*** Blok Teks

Kasus Ijazah Palsu, Rektor University of Sumatra Diancam 10 Tahun

Hakim menanyakan gelar Phd yang tertera di belakang nama terdakwa tapi langsung dibenarkan oleh terdakwa.

oleh Reza Efendi diperbarui 20 Okt 2015, 18:01 WIB
Diterbitkan 20 Okt 2015, 18:01 WIB
Reza Perdana/Liputan6.com
Rektor University of Sumatra saat sidang (Reza Perdana/Liputan6.com)

Liputan6.com, Medan - Sidang kasus dugaan ijazah palsu dengan terdakwa Rektor University of Sumatra, Marsaid Yushar (63), digelar di Pengadilan Negeri Medan, hari ini. Dalam sidang perdana tersebut, terdakwa diancam hukuman 10 tahun penjara.

Sebelum di sidang di Ruang Candra I, Marsaid sempat ditegur majelis hakim yang diketuai Karlen Parhusip karena terus menggoyang-goyangkan kaki. Karlen menyuruhnya diam dan mendengarkan dakwaan jaksa penuntut umum (JPU) Mirza.

Hakim juga menanyakan gelar Phd yang tertera di belakang nama terdakwa tapi langsung dibenarkan oleh terdakwa. "Benar yang mulia, sudah wisuda S3," kata Marsaid.

Hakim tak hanya menegur terdakwa. Bambang Hendarto, penasehat hukum terdakwa juga ditegur karena tidak mengenakan dasinya dengan alasan terjatuh. Hakim lalu menyuruhnya mencari dasinya terlebih dahulu. Dia digantikan penasehat hukum lainnya, Sahasni Fansuri.

Dalam dakwaannya, Jaksa Mirza menyatakan, pada 25 Juni 2015 seorang warga Medan bernama Sucipto mendatangi Marsaid di kampus University of Sumatra, di Jalan Gatot Subroto meminta bantuannya untuk membuat ijazah S2.

Terdakwa meminta uang Rp 40 juta, lalu menawarnya hingga Rp 25 juta. Sore harinya saat Sucipto pulang, melalui pesan selular terdakwa mengatakan, jika sore harinya ada uang Rp 15 juta, maka ijazah, tesis, dan yang lainnya akan selesai.

Sucipto kemudian menjumpai terdakwa di sebuah ruangan kantor di KNPI/PGRI di Jalan Gatot Subroto. Setelah ijazah, tesis, dan berkas-berkas lainnya diterima Sucipto, petugas dari Polresta langsung masuk ke ruangan tersebut dan langsung menangkap tangan terdakwa.

Atas perbuatannya, terdakwa dijerat Pasal 93 UU Nomor 12 Tahun 2012 tentang Pendidikan Tinggi, Pasal 67 ayat 1 UU No 20 Tahun 2003 tentang Sistem Pendidikan Nasional dan Pasal 71 UU No 20 Tahun 2003 tentang Sistem Pendidikan Nasional.

******

▸ **Tantangan 1**
Jawab pertanyaan berikut berdasarkan berita sidang ijazah palsu di atas.
(a) Siapa ketua majelis hakim dalam sidang itu?
(b) Mengapa Bambang Hendarto ditegur hakim?
(c) Berapa jumlah uang yang awalnya diminta terdakwa dari Sucipto?
▸ **Tantangan 2**
Tolong sambung berita sidang ijazah palsu di atas mulai dari kalimat sesudah paragraf terakhirnya.

*** Data Tersedia

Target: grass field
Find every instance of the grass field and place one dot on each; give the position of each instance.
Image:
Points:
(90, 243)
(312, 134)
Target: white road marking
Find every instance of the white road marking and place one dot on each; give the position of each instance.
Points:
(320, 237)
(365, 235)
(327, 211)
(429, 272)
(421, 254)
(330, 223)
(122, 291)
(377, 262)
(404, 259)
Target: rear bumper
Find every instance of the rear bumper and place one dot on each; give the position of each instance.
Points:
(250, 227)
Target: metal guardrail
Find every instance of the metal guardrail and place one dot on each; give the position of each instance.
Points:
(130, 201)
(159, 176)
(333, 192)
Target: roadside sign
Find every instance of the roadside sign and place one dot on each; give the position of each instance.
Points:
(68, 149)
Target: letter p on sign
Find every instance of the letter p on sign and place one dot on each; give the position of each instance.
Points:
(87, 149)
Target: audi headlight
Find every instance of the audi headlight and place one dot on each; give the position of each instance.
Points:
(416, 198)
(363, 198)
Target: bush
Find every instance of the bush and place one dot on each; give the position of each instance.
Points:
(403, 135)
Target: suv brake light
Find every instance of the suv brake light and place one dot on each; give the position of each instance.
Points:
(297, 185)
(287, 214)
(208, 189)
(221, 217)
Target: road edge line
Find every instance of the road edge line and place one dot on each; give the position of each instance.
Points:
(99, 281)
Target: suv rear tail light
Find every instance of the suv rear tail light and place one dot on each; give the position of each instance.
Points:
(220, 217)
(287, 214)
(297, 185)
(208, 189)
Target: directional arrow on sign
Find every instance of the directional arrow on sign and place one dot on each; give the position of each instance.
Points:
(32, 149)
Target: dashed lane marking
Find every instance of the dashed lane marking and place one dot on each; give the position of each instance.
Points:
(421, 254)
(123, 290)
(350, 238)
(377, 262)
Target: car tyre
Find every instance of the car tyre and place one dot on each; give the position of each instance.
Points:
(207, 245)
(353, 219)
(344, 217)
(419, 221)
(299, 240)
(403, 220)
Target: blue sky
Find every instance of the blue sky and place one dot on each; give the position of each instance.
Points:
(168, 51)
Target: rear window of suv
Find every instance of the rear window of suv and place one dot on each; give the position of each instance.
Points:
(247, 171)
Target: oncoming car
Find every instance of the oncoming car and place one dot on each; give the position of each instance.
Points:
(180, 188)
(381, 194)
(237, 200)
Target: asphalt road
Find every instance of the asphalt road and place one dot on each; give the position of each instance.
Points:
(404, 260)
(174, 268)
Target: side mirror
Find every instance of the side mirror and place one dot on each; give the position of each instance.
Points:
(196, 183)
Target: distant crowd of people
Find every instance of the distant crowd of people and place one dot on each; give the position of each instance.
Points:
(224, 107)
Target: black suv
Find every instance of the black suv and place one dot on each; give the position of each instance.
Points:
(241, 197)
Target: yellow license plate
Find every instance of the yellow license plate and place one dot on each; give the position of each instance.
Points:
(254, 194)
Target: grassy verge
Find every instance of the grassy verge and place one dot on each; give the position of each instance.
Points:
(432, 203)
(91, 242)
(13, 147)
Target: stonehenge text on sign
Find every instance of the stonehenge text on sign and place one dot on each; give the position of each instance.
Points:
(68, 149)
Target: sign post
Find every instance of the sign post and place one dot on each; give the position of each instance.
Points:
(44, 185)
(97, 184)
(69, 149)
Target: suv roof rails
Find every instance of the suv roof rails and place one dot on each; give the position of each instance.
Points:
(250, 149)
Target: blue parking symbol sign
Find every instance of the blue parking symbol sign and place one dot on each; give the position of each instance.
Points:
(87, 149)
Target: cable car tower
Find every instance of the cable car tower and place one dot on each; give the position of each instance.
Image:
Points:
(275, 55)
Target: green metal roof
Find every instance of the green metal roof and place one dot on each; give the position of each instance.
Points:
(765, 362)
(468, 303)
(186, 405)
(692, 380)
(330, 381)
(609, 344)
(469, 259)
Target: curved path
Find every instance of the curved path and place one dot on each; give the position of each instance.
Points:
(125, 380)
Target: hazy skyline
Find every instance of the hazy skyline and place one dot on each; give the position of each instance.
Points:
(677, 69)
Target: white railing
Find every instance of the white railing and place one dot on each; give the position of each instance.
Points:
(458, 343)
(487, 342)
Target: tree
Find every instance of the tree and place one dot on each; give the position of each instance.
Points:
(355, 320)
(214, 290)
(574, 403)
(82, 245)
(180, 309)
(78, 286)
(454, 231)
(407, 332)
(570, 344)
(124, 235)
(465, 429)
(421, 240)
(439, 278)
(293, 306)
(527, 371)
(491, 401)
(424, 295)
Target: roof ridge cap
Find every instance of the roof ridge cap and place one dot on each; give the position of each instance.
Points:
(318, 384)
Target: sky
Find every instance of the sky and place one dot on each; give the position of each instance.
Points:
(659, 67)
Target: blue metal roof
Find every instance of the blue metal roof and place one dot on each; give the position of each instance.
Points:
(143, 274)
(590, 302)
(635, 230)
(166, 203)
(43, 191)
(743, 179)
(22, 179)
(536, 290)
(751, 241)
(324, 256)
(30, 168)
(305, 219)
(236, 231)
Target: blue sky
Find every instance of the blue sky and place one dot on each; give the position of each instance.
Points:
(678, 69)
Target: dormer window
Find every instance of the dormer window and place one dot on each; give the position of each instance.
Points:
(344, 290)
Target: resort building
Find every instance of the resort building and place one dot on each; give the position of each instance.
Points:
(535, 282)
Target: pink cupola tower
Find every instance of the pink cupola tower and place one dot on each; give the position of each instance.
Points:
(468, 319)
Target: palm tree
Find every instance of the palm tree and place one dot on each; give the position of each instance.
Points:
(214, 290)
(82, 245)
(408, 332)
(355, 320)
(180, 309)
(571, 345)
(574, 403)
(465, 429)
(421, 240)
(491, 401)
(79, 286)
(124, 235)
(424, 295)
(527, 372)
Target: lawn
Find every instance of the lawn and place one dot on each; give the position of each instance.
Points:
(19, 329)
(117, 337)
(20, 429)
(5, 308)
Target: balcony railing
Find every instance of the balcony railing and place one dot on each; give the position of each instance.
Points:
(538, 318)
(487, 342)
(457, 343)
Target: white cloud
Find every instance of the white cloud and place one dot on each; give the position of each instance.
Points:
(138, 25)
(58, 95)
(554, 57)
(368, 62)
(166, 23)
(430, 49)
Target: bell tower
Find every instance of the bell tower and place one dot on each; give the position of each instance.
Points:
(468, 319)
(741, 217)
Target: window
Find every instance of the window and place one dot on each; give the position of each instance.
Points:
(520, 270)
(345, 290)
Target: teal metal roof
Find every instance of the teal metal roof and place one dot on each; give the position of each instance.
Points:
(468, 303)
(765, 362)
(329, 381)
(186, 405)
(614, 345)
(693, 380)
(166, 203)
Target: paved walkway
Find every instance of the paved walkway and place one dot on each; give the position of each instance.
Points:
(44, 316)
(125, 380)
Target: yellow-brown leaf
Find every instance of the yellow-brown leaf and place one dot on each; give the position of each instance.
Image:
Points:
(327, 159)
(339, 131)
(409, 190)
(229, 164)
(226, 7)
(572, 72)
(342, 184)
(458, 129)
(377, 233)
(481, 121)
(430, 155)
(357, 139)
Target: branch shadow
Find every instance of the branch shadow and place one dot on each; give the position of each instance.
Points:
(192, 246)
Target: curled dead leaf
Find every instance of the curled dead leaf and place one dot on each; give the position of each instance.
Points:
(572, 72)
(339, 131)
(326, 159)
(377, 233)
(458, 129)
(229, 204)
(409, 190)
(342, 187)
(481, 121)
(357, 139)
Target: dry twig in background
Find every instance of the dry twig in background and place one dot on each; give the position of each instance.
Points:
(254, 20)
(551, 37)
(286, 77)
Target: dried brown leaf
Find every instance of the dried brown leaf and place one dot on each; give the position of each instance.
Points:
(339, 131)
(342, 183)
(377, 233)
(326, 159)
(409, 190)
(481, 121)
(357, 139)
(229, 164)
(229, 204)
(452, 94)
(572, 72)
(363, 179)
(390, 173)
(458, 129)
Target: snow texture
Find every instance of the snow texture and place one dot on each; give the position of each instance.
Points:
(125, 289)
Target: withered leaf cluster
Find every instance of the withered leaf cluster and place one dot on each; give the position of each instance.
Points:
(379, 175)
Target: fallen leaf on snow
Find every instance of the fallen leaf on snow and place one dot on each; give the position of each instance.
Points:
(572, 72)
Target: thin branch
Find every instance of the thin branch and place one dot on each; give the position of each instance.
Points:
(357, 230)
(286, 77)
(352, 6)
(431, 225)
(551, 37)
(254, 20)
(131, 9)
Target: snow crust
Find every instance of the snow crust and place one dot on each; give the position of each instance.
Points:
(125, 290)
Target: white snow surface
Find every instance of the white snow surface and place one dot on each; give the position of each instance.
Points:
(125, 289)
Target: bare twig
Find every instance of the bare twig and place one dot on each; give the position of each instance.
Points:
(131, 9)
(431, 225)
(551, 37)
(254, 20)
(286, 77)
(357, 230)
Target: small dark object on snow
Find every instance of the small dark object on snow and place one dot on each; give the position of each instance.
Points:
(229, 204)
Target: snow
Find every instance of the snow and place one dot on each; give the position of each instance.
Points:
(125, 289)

******

▸ **Jawaban Tugas 1**
(a) Karlen Parhusip.
(b) Karena tidak mengenakan dasinya.
(c) Rp 40 juta.

▸ **Jawaban Tugas 2**
"Terdakwa diancam hukuman penjara maksimal 10 tahun," kata Mirza.

Usai pembacaan dakwaan, terdakwa melalui penasehat hukumnya menyatakan akan menyampaikan eksepsi pada sidang sepekan mendatang. Hakim kemudian mengetuk palu menunda sidang hingga sepekan mendatang.

Di luar sidang, Jaksa Mirza mengatakan, kasus yang ditangani Polresta Medan ini merupakan operasi tangkap tangan karena membuat ijazah S2. "Jadi ijazah itu sehari selesai tanpa perkuliahan dengan bayar Rp 15 juta. Itu nego dari Rp 40 juta yang diminta terdakwa," ucap dia.

Mirza menambahkan, menurut pihak Kopertis, University of Sumatra tidak memiliki izin sebagai penyelenggara pendidikan tinggi.

Marsaid sendiri memiliki Kampus I di Jalan Letda Sujono, Medan Tembung, Sumatera Utara. Sedangkan Kampus II University of Sumatra menumpang di Gedung SMP Swasta PGRI, Jalan Marelan Raya, Kecamatan Medan Marelan.

Marsaid dalam menjalankan usahanya mencetak ijazah tersebut di berbagai tempat, yakni di rumah tersangka di Delitua, Percetakan ABC Jalan Mahkamah Medan, dan dalam mobil di Jalan Gatot Subroto Medan.

Adapun barang bukti yang diamankan dari tersangka yakni format ijazah S1, S2, S3 (ribuan lembar), ribuan lembar kertas brosur reklame, satu unit mobil Toyota Vios BL 1308 LG, transkip nilai, uang tunai Rp 15 juta, tesis S2 dan tesis S3 (asli), blangko ijazah kosong, skripsi, blangko kartu tanda mahasiswa (KTM) dan film/master ijazah. (Ron/Sun)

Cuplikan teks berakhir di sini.